Problem details: Restate word for word the span that opens with the line containing "If you could pick out the asphalt" and closes with the final line of the data; give only those lines.

Provided material:
▬▬▬▬▬▬

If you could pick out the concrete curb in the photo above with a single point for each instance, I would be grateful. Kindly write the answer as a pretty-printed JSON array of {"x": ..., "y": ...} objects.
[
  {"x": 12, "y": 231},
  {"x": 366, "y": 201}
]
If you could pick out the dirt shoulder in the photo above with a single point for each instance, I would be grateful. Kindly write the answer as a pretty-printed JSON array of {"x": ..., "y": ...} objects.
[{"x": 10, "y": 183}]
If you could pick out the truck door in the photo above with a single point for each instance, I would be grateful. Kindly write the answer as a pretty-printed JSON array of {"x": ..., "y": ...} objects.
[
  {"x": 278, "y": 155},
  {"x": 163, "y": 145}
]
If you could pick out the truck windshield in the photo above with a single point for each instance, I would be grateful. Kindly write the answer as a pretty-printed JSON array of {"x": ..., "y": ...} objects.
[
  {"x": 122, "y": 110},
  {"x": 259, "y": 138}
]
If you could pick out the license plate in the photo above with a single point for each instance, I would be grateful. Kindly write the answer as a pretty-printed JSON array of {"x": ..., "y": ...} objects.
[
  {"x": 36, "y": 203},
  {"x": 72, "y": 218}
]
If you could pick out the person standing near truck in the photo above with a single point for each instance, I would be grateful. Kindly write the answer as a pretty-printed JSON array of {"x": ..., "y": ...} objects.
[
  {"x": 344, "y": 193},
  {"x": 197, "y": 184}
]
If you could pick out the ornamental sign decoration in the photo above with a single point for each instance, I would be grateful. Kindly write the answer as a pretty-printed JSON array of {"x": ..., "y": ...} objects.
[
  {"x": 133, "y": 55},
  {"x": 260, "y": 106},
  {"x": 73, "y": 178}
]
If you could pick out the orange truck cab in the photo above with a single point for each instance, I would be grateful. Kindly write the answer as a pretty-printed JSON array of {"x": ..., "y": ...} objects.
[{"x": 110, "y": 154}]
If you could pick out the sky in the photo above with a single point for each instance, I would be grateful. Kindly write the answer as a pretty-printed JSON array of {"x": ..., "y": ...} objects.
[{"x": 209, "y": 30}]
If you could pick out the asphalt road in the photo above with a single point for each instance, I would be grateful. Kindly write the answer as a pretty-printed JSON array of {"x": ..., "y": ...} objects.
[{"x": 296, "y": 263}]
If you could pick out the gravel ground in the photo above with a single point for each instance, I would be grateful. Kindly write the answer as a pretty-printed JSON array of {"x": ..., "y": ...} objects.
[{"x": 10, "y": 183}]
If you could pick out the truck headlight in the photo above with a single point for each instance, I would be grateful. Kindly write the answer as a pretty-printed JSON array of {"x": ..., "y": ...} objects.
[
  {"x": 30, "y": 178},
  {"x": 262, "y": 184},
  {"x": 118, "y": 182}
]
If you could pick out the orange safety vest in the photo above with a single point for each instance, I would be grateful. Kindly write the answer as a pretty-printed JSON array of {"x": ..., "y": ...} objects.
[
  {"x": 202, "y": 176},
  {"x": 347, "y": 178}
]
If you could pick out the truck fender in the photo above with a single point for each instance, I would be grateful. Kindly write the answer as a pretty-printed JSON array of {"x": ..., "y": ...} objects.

▬▬▬▬▬▬

Result of this task:
If you could pick out the asphalt road in the photo above with a single point for each instance, I would be grateful. Kindly write the answer as a pretty-printed JSON array of {"x": ..., "y": ...} objects.
[{"x": 296, "y": 263}]
If you could pick out the gravel ground in the photo above with a single point for each instance, I would be grateful. Kindly write the answer as a pretty-printed JSON array of {"x": ..., "y": ...} objects.
[{"x": 10, "y": 183}]
If you could pick out the truck headlight in the photo above with a single point for each instance, I would be grateful. Kindly write the answer as a pretty-printed JSON array of {"x": ..., "y": ...} objects.
[
  {"x": 30, "y": 178},
  {"x": 262, "y": 184},
  {"x": 118, "y": 182}
]
If you could pick out the orange safety vest in the photo above with a single point for each instance, I would be grateful. Kindly write the answer as a pretty-printed JSON array of {"x": ..., "y": ...} objects.
[
  {"x": 202, "y": 176},
  {"x": 347, "y": 178}
]
If you could pick out the truck fender in the photo above with a single point for each instance, I would be grateful. Kindly write the answer as a pretty-printed JSON array of {"x": ..., "y": ...} objects.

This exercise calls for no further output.